When HTC took the wraps off the successor to the One, the One M8, earlier this year, there were many who sighed in rapture at the amazing design. When a few months later, it revealed its brother, the One E8, the reaction was similar to that given to the iPhone 5c in the wake of the 5s. That was because for many people, the E8 was just a lower-priced plastic variant of the ‘real’ flagship. But is that a valid perception?
It ain’t the M8, but it ain’t an eyesore…
A ‘plastic M8’? Well, just as the M8 wore its metallic build with pride, there is no getting away from the fact that the the E8’s inherent plasticity. We got the white model and well, while it is definitely not in the eye-popping category of the M8, it is certainly not an eyesore either. Seen purely from the front, it can be mistaken from a distance for the M8 as it has similar curved edges, and a 5.0-inch display with dual speakers above and below it, as well as a front facing camera above it. But flip it around, and there is no way you can mistake this for the M8 – for although it too arches outwards gently like the M8, it is made of glossy plastic rather than the shiny metal that caught our eyes in the M8. The camera and flash placement is different too, with the flash being placed above the camera, which incidentally is not an ultrapixel affair as seen in the M8. There is evidence of change in the sides too – the left hand side, which was bare in the M8, now holds the dual SIM tray, and on the right hand side resides a memory card tray and the volume rocker.
In terms of size and proportion, the E8 is not too far off the M8 – it is 146.4 x 70.7 x 9.9 mm against the 146.4 x 70.6 x 9.4 mm of the M8 – and this difference is not noticeable when you hold the device. What IS noticeable, however, is the weight – the E8 tips the scales at 145 grammes, which is about a tenth lighter than the 160 grammes of the M8. Considering that the E8 is as long as the M8, we were once again disappointed to see the power/display button being placed bang on top of the device, which makes it difficult to reach. Yes, you can double tap to wake up the phone (as you could in the M8), but we still think that any phone with a display of five inches and above really should have the power button on the sides for easier access. Speaking of easy access, we also think HTC could have made the volume rocker easier to find – it also blends into the phone and is difficult to spot.

• TASKS:
• 1. Answer these questions about the HTC One E8 review:
(a) What material is the back of the E8 made of?
(b) On which side of the E8 is the dual SIM tray?
(c) How much does the E8 weigh?
• 2. Carry on the HTC One E8 review past its final sentence.
The rows that follow have no connection to the text above.

• DATASET ROWS:

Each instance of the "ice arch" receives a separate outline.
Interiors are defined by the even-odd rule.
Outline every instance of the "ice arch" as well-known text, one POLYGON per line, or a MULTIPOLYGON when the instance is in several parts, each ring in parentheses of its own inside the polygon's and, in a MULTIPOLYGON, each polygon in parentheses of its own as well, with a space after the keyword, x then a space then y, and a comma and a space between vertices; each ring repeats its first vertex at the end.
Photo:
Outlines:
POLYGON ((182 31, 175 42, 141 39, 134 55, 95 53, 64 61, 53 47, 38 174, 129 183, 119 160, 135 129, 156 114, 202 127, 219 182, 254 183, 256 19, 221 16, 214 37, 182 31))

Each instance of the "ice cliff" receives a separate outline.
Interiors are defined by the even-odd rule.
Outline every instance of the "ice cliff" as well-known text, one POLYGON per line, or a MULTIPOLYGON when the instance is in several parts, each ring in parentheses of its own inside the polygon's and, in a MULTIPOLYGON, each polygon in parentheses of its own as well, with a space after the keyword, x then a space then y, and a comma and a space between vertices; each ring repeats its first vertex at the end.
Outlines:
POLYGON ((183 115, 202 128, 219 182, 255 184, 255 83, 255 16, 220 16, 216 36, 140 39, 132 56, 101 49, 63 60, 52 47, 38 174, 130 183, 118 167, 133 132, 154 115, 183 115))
--
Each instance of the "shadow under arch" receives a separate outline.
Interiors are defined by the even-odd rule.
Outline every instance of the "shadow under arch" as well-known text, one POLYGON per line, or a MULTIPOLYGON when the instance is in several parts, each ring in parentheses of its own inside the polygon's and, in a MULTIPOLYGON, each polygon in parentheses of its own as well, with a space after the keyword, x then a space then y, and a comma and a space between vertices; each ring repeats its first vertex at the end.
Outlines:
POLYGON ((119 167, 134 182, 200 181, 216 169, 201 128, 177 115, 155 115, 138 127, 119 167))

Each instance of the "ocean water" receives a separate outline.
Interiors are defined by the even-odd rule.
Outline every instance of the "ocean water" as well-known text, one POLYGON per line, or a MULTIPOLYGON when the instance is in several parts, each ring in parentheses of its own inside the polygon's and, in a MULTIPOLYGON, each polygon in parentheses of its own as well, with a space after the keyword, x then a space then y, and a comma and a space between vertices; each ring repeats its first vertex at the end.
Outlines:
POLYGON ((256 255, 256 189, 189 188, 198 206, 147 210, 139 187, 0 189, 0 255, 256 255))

• EXPECTED OUTPUTS:
• 1.
(a) Glossy plastic.
(b) The left hand side.
(c) 145 grammes.

• 2.
But those little quibbles apart, we must say that we found the One E8 very comfortable to hold and use. It did not feel as slippery as the M8 and was lighter too. And well, we think it looks very classy indeed in black. No, it will not turn heads the way the M8 does, but we can see people flaunting this phone too. It is well-designed in best HTC tradition and is a looker.
…or a wimp!
But for us, the REAL strength of the E8 is its hardware, which matches that of the M8. You have the quad core Qualcomm Snapdragon 801 processor clocked at 2.5 Ghz, with 2GB RAM and 16 GB storage expandable using a memory card.
The biggest difference comes in the matter of the camera – where the M8 came with an ultrapixel camera championing HTC’s Duo Camera concept (two cameras for better depth of field), the E8 goes with a more conventional 13.0-megapixel shooter. Those obsessed with tech specs will also point out that the M8 had infra red connectivity, but then the E8 has an ace of its own up its plastic sleeve – it comes with dual SIM support, making it perhaps the most powerful dual SIM device in the Indian market, which incidentally, LOVES twin SIM devices. Like the M8, it too comes with Android 4.4.2 with HTC’s Sense interface running above it, complete with Blinkfeed and Zoe, and the option to turn on gestures and tweaks in the interface (tap to unlock the phone, use volume buttons for camera, and so on).
A performer in the tradition of the One
In terms of performance, we could not find too much between the One M8 and the E8. The E8’s display is a very good one and is great for watching videos and browsing the Web. And all that hardware muscle under the hood means that you can pretty much play any game you want on the E8 without any problems. The front facing speakers continue to be a HTC USP – honestly, no other brand’s phone has really come close to matching even the original One in this regard – and sound quality in general was very good indeed.
Of course, the big question that many might ask is: does the camera make a difference? Well, to be brutally honest, we actually think that in normal light, the 13.0-megapixel shooter on the E8 more than holds its own against its more hyped ultrapixel cousin on the M8. In low light, however, there is no doubt that the M8 is the superior, showing greater detail. A notable difference also was that the E8 seemed to heat up less than the M8 while taking photographs – whether this is due to the metal or plastic factor or the fact that the M8 had two cameras on its back, we cannot say.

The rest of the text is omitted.